## Liste des tâches
• a. Recopiez le passage de l'extrait sur les biens communs qui commence par « Cette proposition de » et se poursuit jusqu'à « en matière d'environnement. ».
• b. Dans les enregistrements, reprenez sous forme de liste numérotée les lignes qui vont de celle contenant « of the group » jusqu'à celle contenant « <point>167,269</point> » incluse, sans les lignes vides.

## Extrait choisi
┌──

Cette proposition de loi constitutionnelle, inscrite à l'ordre du jour du Sénat à l'initiative du groupe Socialiste, Écologiste et Républicain, est riche d'opportunités. Elle nous donne l'occasion de réfléchir à une notion qui rencontre un écho grandissant dans la société et se trouve relayée par un grand nombre d'acteurs. Il s'agit donc de tenter de la définir et de faire avancer ainsi la jurisprudence constitutionnelle, notamment en matière d'environnement.
Les auteurs du texte partent du constat des défaillances de notre modèle de développement, révélées par les crises écologique et sanitaire, la progression des inégalités sociales et la persistance du chômage. Ils relèvent également l'affaiblissement de la coopération internationale au moment même où l'interdépendance des nations et la nécessité d'une réponse globale à des problèmes mondiaux sont plus évidentes que jamais. Face à ces constats, nos collègues nous proposent un ensemble de dispositions visant, d'une part, à autoriser le législateur à porter plus largement atteinte au droit de propriété et à la liberté d'entreprendre, d'autre part, à « questionner » la notion de souveraineté étatique, en contribuant à l'élaboration d'un « État de droit opposable aux États », ainsi qu'à la transformation de la « souveraineté solitaire des États en souveraineté solidaire ». À cet effet, la proposition de loi constitutionnelle prévoit d'inscrire dans la loi fondamentale les notions de « biens communs » et de « biens communs mondiaux », dont la « préservation » ou le « respect » seraient constitutionnellement garantis - sans qu'il faille les opposer de manière systématique au droit de propriété et à la liberté d'entreprendre. Seraient par ailleurs consacrés de nouveaux objectifs de valeur constitutionnelle tenant à la protection des sols, à la sécurité et à l'autonomie alimentaires, ainsi qu'un principe de conciliation entre le « respect des biens communs », d'une part, et le droit de propriété et la liberté d'entreprendre, d'autre part.
La notion de « biens communs » peut surprendre, car elle est inconnue dans notre droit. Nous imaginons, bien entendu, que l'air, l'eau, les sols et autres ressources vitales sont concernés. Il existe en revanche, en droit international, une notion de « patrimoine commun de l'humanité », concernant notamment le droit de la mer. La décision du Conseil constitutionnel du 31 janvier 2020 consacre également l'objectif de protection de l'environnement en tant que « patrimoine commun des êtres humains ».
Notre droit connaît, en revanche, les « choses communes », les choses « hors commerce », le domaine public dans ses diverses acceptions, des modes collectifs de propriété privée, ou encore les licences libres. Par ailleurs, il reconnaît à la puissance publique diverses prérogatives pour porter atteinte à la propriété privée à des fins d'intérêt général, telles que le droit d'expropriation, le droit de préemption, le droit d'imposer des servitudes d'utilité publique ou encore la soumission de certaines activités à un régime d'autorisation ou de déclaration.
Un grand nombre de catégories et d'institutions juridiques peuvent en principe être mobilisées pour construire des régimes visant à protéger certaines ressources et en garantir l'usage partagé.

└──

Enregistrements issus d'une collecte de données
┌──

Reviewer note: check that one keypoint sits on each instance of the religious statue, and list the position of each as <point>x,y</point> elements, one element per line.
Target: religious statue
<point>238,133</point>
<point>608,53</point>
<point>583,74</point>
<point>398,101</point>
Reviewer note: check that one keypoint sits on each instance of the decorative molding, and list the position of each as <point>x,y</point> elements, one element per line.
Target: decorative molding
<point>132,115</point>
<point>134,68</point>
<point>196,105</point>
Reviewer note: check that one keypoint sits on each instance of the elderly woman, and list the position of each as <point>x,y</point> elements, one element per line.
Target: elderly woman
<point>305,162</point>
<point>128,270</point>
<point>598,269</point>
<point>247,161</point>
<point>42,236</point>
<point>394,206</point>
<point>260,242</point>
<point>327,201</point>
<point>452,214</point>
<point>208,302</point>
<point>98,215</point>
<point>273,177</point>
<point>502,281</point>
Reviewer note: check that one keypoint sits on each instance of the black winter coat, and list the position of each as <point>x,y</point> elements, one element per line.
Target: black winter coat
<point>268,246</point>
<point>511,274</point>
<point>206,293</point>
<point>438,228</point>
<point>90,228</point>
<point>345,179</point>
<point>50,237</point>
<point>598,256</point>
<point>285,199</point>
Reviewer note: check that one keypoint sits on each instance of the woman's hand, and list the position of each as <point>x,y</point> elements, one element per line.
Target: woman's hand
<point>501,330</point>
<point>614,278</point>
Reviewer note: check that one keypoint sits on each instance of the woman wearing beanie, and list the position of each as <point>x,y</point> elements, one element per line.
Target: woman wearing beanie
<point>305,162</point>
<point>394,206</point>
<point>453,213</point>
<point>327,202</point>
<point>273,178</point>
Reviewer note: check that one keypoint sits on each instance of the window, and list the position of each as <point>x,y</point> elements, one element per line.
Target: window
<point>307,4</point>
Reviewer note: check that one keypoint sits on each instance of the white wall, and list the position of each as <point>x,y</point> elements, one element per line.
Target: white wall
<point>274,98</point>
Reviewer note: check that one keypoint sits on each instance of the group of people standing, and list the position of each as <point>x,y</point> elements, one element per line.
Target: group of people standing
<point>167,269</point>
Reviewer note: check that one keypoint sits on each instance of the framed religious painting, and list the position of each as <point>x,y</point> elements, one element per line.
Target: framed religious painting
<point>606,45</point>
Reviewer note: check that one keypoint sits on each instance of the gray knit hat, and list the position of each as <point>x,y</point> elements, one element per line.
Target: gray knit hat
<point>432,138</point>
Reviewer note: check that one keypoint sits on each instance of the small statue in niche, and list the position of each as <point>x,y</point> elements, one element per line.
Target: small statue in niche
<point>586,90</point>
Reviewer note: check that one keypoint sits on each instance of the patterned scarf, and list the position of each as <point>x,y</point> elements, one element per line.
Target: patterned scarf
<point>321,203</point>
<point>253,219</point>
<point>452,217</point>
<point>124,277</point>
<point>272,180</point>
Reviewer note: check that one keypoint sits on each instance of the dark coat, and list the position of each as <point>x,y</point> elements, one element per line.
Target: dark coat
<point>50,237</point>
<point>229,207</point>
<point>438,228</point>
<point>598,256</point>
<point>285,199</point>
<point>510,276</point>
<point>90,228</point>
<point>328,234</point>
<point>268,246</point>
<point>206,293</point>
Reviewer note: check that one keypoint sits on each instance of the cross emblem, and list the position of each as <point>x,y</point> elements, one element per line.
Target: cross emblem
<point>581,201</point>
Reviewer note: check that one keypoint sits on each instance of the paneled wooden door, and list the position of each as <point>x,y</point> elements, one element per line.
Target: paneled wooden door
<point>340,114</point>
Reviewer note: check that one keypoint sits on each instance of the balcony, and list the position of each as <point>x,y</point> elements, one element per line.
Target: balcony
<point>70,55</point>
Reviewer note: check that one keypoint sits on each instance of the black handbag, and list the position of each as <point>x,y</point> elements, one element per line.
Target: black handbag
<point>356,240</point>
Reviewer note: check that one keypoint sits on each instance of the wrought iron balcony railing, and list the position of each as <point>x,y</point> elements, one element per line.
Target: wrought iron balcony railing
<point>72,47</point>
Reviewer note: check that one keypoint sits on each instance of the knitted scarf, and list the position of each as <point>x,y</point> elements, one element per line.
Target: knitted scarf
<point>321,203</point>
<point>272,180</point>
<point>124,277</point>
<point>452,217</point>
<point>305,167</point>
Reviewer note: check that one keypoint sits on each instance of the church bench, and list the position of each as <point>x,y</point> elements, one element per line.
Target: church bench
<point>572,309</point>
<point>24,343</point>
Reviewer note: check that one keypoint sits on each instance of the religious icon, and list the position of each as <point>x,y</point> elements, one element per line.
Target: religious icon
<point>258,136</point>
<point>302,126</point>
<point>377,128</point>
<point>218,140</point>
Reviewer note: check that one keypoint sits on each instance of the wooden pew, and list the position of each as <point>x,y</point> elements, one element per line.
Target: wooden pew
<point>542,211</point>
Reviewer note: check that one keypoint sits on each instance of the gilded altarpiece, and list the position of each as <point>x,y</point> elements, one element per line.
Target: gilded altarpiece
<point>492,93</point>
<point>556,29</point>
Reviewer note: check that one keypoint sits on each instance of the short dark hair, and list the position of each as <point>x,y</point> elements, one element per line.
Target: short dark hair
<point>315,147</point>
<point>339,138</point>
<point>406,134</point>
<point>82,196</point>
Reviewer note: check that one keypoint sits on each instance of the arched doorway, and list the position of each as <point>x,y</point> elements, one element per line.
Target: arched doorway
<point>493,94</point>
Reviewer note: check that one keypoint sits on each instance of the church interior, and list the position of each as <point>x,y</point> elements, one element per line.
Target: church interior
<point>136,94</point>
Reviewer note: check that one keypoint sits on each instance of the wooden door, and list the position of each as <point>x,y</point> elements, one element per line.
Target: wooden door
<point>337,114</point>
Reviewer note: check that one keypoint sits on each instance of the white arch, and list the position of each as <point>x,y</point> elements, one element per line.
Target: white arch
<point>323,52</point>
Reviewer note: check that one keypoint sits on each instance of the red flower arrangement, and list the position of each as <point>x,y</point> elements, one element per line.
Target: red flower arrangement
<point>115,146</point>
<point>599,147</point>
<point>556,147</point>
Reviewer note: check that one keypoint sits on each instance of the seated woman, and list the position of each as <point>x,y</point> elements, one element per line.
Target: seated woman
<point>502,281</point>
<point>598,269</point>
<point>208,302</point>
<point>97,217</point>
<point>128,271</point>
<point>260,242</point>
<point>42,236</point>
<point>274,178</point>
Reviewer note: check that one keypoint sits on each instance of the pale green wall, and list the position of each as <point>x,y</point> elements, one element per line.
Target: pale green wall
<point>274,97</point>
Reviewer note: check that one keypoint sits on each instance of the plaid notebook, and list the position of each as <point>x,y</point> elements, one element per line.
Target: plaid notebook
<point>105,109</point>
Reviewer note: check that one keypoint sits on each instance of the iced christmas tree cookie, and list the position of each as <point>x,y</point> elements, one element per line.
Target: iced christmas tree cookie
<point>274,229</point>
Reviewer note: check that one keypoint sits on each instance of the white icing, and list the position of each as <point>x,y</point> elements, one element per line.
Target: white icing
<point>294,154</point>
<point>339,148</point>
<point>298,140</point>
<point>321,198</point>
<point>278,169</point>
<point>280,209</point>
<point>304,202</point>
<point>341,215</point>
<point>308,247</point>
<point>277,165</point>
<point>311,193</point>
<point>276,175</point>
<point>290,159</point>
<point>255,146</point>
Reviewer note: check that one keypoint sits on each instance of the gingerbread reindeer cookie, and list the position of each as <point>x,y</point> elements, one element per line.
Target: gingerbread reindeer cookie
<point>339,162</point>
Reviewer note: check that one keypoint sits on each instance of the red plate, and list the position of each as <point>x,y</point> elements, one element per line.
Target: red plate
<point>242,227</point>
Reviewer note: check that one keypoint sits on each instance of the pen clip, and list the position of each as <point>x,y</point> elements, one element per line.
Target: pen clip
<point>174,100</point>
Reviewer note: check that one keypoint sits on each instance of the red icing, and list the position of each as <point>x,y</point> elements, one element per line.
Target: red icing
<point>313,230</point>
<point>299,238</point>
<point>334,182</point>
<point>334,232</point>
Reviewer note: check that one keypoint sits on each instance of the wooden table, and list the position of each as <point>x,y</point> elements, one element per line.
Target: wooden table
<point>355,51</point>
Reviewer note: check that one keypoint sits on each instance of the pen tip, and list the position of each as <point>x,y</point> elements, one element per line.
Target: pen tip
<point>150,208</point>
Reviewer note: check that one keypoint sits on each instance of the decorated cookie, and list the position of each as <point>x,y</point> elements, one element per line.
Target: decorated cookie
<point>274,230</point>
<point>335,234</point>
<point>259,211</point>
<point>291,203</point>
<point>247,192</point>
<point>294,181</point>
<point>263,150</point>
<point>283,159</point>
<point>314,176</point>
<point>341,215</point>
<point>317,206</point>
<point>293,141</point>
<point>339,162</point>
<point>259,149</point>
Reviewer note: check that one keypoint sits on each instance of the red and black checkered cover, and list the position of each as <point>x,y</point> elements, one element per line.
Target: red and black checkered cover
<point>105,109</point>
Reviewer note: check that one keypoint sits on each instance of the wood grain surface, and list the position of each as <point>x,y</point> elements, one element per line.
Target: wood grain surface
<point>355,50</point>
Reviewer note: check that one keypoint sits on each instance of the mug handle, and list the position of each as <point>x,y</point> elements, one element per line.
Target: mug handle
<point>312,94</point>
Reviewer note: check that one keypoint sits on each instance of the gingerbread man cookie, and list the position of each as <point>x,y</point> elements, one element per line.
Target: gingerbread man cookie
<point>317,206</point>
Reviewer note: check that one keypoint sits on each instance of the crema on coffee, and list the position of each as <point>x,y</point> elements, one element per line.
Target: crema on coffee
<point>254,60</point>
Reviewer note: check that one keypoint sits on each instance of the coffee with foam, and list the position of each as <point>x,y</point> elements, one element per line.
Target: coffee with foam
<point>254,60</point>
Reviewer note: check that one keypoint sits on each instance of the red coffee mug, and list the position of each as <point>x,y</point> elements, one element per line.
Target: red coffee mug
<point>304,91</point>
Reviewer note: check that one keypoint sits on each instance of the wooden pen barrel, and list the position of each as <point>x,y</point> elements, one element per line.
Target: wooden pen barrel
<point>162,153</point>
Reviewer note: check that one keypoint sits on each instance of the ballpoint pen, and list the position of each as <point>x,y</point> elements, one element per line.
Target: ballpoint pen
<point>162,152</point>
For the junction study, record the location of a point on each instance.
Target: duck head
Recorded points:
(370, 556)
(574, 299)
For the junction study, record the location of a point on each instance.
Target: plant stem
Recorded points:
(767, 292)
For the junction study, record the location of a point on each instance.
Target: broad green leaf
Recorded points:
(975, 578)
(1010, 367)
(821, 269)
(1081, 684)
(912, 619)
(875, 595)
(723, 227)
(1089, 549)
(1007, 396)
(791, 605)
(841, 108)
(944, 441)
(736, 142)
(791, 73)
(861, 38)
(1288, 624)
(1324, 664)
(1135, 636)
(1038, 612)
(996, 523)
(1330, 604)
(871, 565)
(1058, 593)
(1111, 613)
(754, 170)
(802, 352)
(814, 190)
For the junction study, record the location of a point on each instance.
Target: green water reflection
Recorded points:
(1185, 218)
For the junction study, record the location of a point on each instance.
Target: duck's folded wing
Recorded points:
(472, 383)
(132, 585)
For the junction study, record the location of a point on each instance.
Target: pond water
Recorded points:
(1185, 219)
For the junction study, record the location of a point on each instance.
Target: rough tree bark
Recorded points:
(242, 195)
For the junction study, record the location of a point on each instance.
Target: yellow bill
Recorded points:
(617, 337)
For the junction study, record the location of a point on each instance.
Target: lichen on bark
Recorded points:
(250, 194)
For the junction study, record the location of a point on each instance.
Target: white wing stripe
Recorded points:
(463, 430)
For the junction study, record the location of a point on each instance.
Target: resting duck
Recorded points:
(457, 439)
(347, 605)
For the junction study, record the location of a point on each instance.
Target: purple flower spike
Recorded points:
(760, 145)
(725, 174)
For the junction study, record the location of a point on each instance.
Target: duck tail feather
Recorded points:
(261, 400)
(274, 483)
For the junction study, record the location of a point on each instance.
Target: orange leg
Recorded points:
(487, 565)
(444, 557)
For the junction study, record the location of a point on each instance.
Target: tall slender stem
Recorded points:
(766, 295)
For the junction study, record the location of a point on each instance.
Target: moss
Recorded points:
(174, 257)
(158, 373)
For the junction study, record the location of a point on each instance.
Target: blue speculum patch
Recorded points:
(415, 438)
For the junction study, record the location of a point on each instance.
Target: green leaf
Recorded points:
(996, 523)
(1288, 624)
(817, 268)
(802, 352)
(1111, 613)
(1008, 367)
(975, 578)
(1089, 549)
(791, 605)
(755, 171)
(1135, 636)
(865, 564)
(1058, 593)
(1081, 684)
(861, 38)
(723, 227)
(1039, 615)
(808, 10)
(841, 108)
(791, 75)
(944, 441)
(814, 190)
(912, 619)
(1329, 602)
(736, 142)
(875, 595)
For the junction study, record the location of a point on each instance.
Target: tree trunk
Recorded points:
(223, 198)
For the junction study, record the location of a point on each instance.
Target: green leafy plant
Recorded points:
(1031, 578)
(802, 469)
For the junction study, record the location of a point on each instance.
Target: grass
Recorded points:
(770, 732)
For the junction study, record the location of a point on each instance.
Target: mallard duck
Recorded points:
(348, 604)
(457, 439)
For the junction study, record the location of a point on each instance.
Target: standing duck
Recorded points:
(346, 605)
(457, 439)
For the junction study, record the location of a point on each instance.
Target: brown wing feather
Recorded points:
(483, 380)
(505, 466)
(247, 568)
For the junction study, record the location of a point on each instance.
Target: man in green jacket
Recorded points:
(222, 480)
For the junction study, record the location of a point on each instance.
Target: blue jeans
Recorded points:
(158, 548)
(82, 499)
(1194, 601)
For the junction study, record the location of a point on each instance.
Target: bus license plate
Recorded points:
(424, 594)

└──

## Réponses par tâche
• a.
Cette proposition de loi constitutionnelle, inscrite à l'ordre du jour du Sénat à l'initiative du groupe Socialiste, Écologiste et Républicain, est riche d'opportunités. Elle nous donne l'occasion de réfléchir à une notion qui rencontre un écho grandissant dans la société et se trouve relayée par un grand nombre d'acteurs. Il s'agit donc de tenter de la définir et de faire avancer ainsi la jurisprudence constitutionnelle, notamment en matière d'environnement.

• b.
1. Reviewer note: check that one keypoint sits on each instance of the group of people standing, and list the position of each as <point>x,y</point> elements, one element per line.
2. Target: group of people standing
3. <point>167,269</point>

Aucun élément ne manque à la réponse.